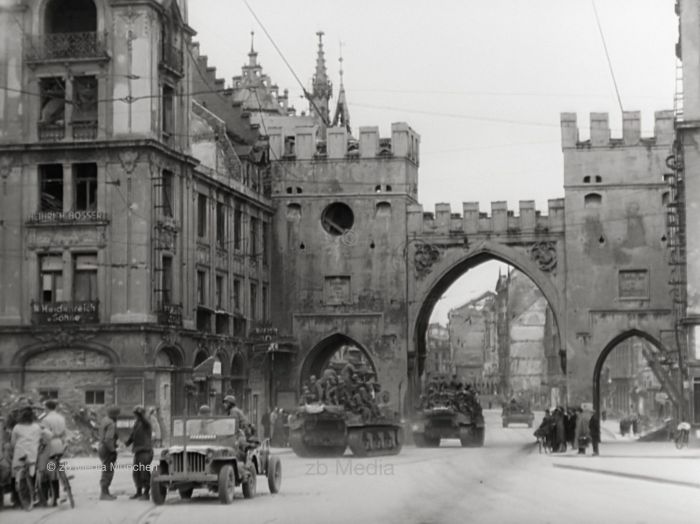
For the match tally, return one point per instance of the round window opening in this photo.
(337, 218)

^^^^^^^^

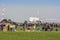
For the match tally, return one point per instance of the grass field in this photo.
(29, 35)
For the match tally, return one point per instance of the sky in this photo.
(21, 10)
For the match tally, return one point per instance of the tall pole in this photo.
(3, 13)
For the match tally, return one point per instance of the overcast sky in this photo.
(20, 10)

^^^^^^^^

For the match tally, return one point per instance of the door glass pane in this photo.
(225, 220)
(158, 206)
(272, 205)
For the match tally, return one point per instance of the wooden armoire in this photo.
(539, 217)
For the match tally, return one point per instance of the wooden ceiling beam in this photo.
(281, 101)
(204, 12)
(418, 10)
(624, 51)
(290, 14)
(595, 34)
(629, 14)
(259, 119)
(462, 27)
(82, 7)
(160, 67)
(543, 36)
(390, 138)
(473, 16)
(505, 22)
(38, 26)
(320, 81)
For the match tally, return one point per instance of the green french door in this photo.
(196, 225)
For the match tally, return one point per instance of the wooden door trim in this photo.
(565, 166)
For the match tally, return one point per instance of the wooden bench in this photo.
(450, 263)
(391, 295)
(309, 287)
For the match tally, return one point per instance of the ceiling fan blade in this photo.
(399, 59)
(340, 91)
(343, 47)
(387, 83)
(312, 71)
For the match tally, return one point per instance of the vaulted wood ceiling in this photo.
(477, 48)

^^^^^^^^

**Task directions**: Please count the lines above that contain the string "wooden", with case counting, and reply with the number alone.

**Response to this task**: 4